+++ Data shown +++

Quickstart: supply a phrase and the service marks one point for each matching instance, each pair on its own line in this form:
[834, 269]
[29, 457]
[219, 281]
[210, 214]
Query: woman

+++

• Aim: Please reproduce every line of the items above verbatim, with no changes.

• Completed exercise:
Quickstart: supply a phrase and the service marks one point for each matching instance, each pair on its own line in this form:
[834, 269]
[29, 457]
[219, 281]
[210, 214]
Query: woman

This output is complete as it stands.